Tasks for this exercise =>
1 - Decide whether each statement agrees with the forum post, and answer yes or no, quoting the deciding words of the post: (a) The endpoint failed to start because it ran out of GPU memory. (b) The author was trying to deploy CohereForAI/c4ai-command-r-plus. (c) The author posted the issue in only one place.
2 - According to the error message in the forum post, which model type does Transformers fail to recognize?

##### Excerpted passage #####

Cohere Command-r-plus-(4bit) not deployable

Hi :wave:

I am currently not able to deploy CohereForAI/c4ai-command-r-plus. I get the error:

Server message:Endpoint failed to start. vice GPU Traceback (most recent call last): File "/usr/local/lib/python3.10/dist-packages/transformers/models/auto/configuration_auto.py", line 1128, in from_pretrained config_class = CONFIG_MAPPING[config_dict["model_type"]] File "/usr/local/lib/python3.10/dist-packages/transformers/models/auto/configuration_auto.py", line 825, in __getitem__ raise KeyError(key) KeyError: 'cohere' During handling of the above exception, another exception occurred: Traceback (most recent call last): File "/usr/local/lib/python3.10/dist-packages/starlette/routing.py", line 732, in lifespan async with self.lifespan_context(app) as maybe_state: File "/usr/local/lib/python3.10/dist-packages/starlette/routing.py", line 608, in __aenter__ await self._router.startup() File "/usr/local/lib/python3.10/dist-packages/starlette/routing.py", line 709, in startup await handler() File "/app/webservice_starlette.py", line 60, in some_startup_task inference_handler = get_inference_handler_either_custom_or_default_handler(HF_MODEL_DIR, task=HF_TASK) File "/app/huggingface_inference_toolkit/handler.py", line 54, in get_inference_handler_either_custom_or_default_handler return HuggingFaceHandler(model_dir=model_dir, task=task) File "/app/huggingface_inference_toolkit/handler.py", line 18, in __init__ self.pipeline = get_pipeline( File "/app/huggingface_inference_toolkit/utils.py", line 276, in get_pipeline hf_******** = pipeline( File "/usr/local/lib/python3.10/dist-packages/transformers/pipelines/__init__.py", line 815, in pipeline config = AutoConfig.from_pretrained( File "/usr/local/lib/python3.10/dist-packages/transformers/models/auto/configuration_auto.py", line 1130, in from_pretrained raise ValueError( ValueError: The checkpoint you are trying to load has model type `cohere` but Transformers does not recognize this architecture. This could be because of an issue with the checkpoint, or because your version of Transformers is out of date. Application startup failed. Exiting.

It looks like the runtime of inference endpoints is not upt to data.
I also posted this issue here bc I was not sure where to post.

Best,
Hagen

##### Data extract #####

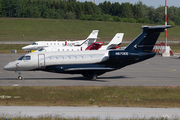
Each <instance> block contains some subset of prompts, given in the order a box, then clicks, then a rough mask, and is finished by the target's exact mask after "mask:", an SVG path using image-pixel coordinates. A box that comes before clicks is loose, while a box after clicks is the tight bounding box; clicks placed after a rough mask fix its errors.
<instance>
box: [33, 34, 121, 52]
mask: <svg viewBox="0 0 180 120" xmlns="http://www.w3.org/2000/svg"><path fill="white" fill-rule="evenodd" d="M123 35H124V33H117V34H116V35H115V36H114V38H113V39H112V40H111V41H110V42H109V44H108V45H104V46H102V45H103V44H104V42H93V43H92V44H91V45H89V44H88V41H89V40H88V39H87V40H86V41H85V42H84V43H83V44H82V45H81V46H49V47H43V48H40V49H39V50H37V51H35V52H38V51H42V52H47V51H49V52H50V51H84V50H108V49H116V48H118V47H120V44H121V42H122V39H123Z"/></svg>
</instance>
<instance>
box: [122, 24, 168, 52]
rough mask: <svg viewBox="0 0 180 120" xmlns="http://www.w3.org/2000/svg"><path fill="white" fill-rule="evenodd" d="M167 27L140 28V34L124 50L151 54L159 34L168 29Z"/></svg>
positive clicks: (151, 26) (156, 26) (160, 26)
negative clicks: (148, 53)
mask: <svg viewBox="0 0 180 120" xmlns="http://www.w3.org/2000/svg"><path fill="white" fill-rule="evenodd" d="M170 27H171V26H170V25H167V26H142V27H141V28H142V29H143V31H142V33H141V34H140V35H139V36H138V37H137V38H135V39H134V41H133V42H132V43H130V44H129V45H128V46H127V48H126V49H125V50H138V51H143V52H151V51H152V49H153V47H154V45H155V43H156V41H157V39H158V37H159V35H160V33H161V32H164V30H165V29H167V28H170Z"/></svg>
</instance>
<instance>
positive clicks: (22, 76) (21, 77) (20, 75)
mask: <svg viewBox="0 0 180 120" xmlns="http://www.w3.org/2000/svg"><path fill="white" fill-rule="evenodd" d="M16 73H18V74H19V76H18V78H17V80H24V77H23V76H22V75H21V71H16Z"/></svg>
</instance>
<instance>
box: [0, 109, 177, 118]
mask: <svg viewBox="0 0 180 120" xmlns="http://www.w3.org/2000/svg"><path fill="white" fill-rule="evenodd" d="M0 108H1V109H0V116H4V117H7V118H11V117H42V116H44V117H48V116H51V117H62V118H74V119H75V118H81V119H83V118H84V119H88V118H89V119H90V118H94V119H95V118H96V119H100V120H105V119H113V120H117V119H123V118H124V119H152V118H154V119H155V118H159V119H163V120H165V119H167V120H168V119H179V118H180V113H179V111H180V108H137V107H134V108H131V107H59V106H50V107H45V106H38V107H36V106H0Z"/></svg>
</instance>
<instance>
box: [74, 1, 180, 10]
mask: <svg viewBox="0 0 180 120" xmlns="http://www.w3.org/2000/svg"><path fill="white" fill-rule="evenodd" d="M77 1H80V2H85V1H86V0H77ZM87 1H88V2H89V1H92V2H94V0H87ZM95 1H96V4H99V3H103V2H104V1H110V2H112V3H114V2H119V3H122V2H130V3H132V4H135V3H137V2H138V1H139V0H95ZM141 1H142V2H143V4H145V5H146V6H154V7H155V8H157V7H159V6H160V5H161V6H165V0H141ZM167 5H168V6H175V7H180V0H167Z"/></svg>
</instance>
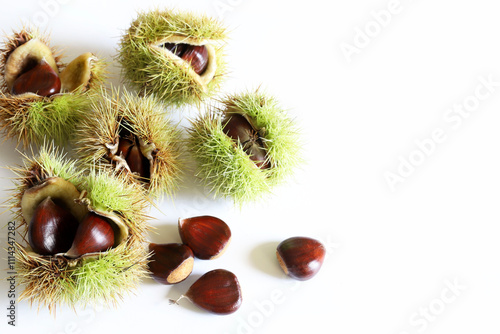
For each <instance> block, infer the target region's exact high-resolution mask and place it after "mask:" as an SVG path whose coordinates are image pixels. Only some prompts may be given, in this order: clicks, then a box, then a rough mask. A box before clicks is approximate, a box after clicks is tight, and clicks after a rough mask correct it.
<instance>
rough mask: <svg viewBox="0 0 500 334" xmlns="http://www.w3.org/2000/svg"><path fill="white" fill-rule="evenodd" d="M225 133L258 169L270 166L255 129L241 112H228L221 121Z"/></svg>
mask: <svg viewBox="0 0 500 334" xmlns="http://www.w3.org/2000/svg"><path fill="white" fill-rule="evenodd" d="M222 126H223V129H224V132H225V133H226V135H228V136H229V137H230V138H231V139H233V140H234V141H235V142H236V143H238V144H239V145H241V147H242V148H243V150H244V151H245V153H246V154H248V157H249V158H250V160H252V161H253V162H254V163H255V165H256V166H257V167H259V168H260V169H267V168H269V167H270V163H269V159H268V158H267V153H266V149H265V148H264V144H263V143H262V139H261V138H260V136H259V133H258V131H257V130H255V129H254V127H253V126H252V125H251V124H250V122H249V121H248V120H247V118H246V117H245V116H243V115H241V114H237V113H228V114H226V117H225V118H224V120H223V122H222Z"/></svg>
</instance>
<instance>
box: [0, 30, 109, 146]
mask: <svg viewBox="0 0 500 334" xmlns="http://www.w3.org/2000/svg"><path fill="white" fill-rule="evenodd" d="M105 67H106V64H105V62H104V61H103V60H101V59H99V58H97V57H96V56H95V55H94V54H92V53H90V52H86V53H83V54H81V55H80V56H78V57H76V58H75V59H73V60H72V61H71V62H70V63H69V64H64V63H63V62H62V56H61V55H60V52H59V51H58V50H56V49H55V48H52V47H50V43H49V39H48V37H46V36H43V34H41V33H40V32H39V31H37V30H36V29H31V28H30V29H21V30H20V31H18V32H16V33H14V34H13V35H12V36H8V37H6V39H5V41H4V43H3V45H2V46H1V47H0V128H2V130H3V133H4V134H5V136H6V137H7V138H13V139H16V140H18V141H20V142H22V144H23V145H24V146H25V147H27V146H30V145H37V144H42V143H43V142H44V141H46V140H54V141H55V142H56V143H57V144H65V143H67V142H68V140H69V138H70V136H71V135H72V134H73V133H74V129H75V125H76V123H77V122H78V121H79V120H80V118H81V117H82V116H83V115H84V114H86V113H88V111H89V110H88V107H89V105H90V96H91V95H93V93H94V92H95V90H96V88H97V87H101V85H102V84H103V81H104V79H105V78H106V74H105ZM28 120H29V121H28Z"/></svg>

#####

Answer section =>
1 -
(a) No: "ValueError: The checkpoint you are trying to load has model type `cohere` but Transformers does not recognize this architecture."
(b) Yes: "I am currently not able to deploy CohereForAI/c4ai-command-r-plus."
(c) No: "I also posted this issue here bc I was not sure where to post."

2 - `cohere`